# [STORED DATA]
________
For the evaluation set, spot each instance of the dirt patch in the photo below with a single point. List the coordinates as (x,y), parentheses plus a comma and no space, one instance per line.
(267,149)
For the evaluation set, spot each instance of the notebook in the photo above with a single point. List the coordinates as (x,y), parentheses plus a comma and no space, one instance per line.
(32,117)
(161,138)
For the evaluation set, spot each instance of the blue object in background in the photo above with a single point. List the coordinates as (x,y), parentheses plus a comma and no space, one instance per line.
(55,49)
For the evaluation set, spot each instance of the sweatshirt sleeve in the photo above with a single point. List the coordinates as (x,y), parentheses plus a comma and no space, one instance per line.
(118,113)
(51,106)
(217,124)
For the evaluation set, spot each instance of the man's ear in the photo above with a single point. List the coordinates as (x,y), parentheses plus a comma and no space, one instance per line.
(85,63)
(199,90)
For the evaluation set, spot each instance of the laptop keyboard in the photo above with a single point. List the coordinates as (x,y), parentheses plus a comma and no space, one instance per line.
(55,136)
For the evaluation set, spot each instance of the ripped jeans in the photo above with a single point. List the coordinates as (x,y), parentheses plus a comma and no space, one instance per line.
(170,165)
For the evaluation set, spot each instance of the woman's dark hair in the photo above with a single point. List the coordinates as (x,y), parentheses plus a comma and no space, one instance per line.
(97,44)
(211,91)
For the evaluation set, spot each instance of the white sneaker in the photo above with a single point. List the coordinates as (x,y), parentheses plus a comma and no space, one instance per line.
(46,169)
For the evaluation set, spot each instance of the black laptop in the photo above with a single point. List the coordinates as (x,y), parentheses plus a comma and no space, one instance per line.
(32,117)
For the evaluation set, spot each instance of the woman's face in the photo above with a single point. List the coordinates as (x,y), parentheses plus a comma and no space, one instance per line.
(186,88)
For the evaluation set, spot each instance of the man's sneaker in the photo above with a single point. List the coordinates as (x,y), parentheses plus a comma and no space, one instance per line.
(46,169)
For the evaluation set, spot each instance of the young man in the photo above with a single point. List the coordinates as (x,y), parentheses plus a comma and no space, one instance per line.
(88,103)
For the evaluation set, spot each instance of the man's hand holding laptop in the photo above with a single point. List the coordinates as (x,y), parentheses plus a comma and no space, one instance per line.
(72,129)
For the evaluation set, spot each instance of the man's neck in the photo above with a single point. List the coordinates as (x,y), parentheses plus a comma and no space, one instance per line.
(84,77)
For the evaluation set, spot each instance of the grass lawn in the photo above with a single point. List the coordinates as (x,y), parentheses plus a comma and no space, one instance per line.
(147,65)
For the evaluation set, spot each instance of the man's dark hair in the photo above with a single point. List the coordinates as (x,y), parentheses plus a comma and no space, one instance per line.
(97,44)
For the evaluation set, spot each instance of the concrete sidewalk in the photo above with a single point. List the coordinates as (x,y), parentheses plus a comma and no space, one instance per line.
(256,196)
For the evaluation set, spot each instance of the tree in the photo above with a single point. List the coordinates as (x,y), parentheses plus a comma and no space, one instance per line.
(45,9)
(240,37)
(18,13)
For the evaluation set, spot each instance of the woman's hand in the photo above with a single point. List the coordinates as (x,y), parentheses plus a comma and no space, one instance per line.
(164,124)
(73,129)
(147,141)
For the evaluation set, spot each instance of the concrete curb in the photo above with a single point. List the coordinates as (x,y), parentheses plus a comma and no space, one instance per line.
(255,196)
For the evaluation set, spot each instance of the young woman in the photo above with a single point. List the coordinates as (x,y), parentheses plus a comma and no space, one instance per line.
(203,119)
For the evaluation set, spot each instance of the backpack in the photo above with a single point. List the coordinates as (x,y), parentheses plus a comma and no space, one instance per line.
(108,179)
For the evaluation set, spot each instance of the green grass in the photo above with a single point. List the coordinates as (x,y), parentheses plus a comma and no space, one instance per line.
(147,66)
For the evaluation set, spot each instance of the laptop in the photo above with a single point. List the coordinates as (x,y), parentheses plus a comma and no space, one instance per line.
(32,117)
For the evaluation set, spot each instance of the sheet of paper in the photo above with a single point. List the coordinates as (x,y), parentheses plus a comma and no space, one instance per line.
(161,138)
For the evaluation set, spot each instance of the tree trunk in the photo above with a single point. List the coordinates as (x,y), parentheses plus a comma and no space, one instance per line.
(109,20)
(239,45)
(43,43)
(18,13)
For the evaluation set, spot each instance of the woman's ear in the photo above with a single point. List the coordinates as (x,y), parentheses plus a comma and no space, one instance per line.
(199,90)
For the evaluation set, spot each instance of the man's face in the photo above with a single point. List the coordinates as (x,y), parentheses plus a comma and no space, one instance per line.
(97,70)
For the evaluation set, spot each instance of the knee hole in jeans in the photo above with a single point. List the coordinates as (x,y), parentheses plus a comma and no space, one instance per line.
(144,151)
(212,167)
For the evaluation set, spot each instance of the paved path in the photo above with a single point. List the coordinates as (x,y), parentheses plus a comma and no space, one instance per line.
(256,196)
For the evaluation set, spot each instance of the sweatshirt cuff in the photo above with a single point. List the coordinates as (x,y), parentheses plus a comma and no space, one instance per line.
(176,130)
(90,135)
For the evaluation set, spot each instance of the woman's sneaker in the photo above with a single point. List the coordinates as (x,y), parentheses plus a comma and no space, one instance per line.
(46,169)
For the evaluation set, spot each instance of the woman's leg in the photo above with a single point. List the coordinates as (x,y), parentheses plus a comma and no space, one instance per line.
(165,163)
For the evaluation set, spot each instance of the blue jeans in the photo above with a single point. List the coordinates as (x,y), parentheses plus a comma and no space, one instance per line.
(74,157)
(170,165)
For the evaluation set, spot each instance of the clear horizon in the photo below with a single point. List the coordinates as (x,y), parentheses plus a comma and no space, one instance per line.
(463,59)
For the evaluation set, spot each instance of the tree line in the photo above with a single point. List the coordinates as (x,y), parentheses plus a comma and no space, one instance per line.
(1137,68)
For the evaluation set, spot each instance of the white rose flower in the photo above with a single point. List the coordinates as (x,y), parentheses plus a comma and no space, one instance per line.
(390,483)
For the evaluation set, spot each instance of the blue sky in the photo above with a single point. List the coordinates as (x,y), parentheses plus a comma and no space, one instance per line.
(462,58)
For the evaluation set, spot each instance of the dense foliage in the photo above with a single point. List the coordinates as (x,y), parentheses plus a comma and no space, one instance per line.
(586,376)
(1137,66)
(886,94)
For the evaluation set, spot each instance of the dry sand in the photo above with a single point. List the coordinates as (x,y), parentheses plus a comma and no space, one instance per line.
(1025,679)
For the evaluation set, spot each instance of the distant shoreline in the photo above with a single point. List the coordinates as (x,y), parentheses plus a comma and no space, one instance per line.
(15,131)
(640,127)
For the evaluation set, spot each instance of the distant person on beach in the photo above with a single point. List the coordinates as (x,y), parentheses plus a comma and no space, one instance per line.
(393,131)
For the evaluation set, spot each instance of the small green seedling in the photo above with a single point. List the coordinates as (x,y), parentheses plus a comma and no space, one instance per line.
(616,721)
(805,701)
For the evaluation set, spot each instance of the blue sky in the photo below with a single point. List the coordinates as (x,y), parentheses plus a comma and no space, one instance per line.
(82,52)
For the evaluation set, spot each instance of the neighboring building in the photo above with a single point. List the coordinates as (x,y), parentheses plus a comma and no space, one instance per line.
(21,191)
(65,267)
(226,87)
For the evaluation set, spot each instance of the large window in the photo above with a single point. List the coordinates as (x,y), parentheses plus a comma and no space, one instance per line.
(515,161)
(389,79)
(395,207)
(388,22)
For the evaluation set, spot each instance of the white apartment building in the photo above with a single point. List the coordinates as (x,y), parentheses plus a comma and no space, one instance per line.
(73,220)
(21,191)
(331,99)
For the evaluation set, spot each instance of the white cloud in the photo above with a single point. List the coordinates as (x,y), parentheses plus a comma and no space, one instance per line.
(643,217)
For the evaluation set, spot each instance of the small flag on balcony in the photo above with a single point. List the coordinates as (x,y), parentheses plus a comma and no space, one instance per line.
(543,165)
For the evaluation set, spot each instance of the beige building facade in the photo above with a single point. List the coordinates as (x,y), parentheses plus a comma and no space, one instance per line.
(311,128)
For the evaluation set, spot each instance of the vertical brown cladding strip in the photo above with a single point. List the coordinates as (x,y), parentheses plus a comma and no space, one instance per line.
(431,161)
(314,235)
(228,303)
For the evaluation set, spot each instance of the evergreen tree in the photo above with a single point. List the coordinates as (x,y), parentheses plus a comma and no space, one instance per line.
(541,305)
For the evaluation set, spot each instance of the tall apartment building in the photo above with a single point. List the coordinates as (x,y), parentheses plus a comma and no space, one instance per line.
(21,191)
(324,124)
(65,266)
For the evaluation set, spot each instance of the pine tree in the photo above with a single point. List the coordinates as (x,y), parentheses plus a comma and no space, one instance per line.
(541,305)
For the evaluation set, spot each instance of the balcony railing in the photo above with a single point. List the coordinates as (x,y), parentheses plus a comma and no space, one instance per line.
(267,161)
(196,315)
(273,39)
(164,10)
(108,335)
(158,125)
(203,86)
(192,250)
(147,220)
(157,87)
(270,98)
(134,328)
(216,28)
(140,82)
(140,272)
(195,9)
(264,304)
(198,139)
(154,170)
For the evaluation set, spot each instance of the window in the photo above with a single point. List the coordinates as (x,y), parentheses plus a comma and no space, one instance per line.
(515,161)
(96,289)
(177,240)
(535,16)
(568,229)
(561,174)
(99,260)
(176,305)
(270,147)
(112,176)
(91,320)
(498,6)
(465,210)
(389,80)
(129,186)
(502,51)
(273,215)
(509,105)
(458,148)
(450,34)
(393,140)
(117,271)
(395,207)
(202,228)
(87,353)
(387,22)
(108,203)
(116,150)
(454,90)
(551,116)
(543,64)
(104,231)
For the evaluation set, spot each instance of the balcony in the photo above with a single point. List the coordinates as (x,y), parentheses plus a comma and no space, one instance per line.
________
# [AIM]
Take the lines above from the one holding "For the evaluation set, spot each instance of the tall" to the last and output them exactly.

# [RESULT FOR THIS EXERCISE]
For the evaluation set, spot each instance of the tall apartment building in the photo above with a single point. List the coordinates as (x,y), parentheses plus a comma and no space, one instance per line.
(21,191)
(324,124)
(65,266)
For the evaluation set, spot each instance of the pine tree in the photo above with a single point. List the coordinates as (x,y), parentheses plus a comma and no space, one instance per line.
(541,305)
For the evaluation set, spot each instance of the balcony railing in the photo above with a single point. List the coordinates as (x,y), parentheses plus a comma and no space, one instance per line.
(267,161)
(196,315)
(273,39)
(164,10)
(108,335)
(158,125)
(203,86)
(192,250)
(147,220)
(157,87)
(270,98)
(134,328)
(216,28)
(140,82)
(140,272)
(195,9)
(264,304)
(198,139)
(154,170)
For the evaluation set, spot each instance of the window in the photo above with a single point. List the coordinates as (x,y), parentheses plus a comma and no space, one instance per line.
(515,161)
(96,289)
(177,240)
(535,16)
(568,229)
(561,174)
(99,260)
(176,305)
(270,147)
(112,176)
(91,320)
(498,6)
(465,210)
(389,80)
(129,186)
(502,51)
(273,215)
(509,105)
(458,148)
(450,34)
(393,140)
(117,271)
(395,207)
(202,228)
(87,353)
(387,22)
(108,203)
(116,150)
(454,90)
(551,116)
(543,64)
(104,231)
For the evaluation set, spot each instance of the balcony in the photo above with a single point. List the coordinates as (x,y), parentheses plus a comma and no space, one instance per line.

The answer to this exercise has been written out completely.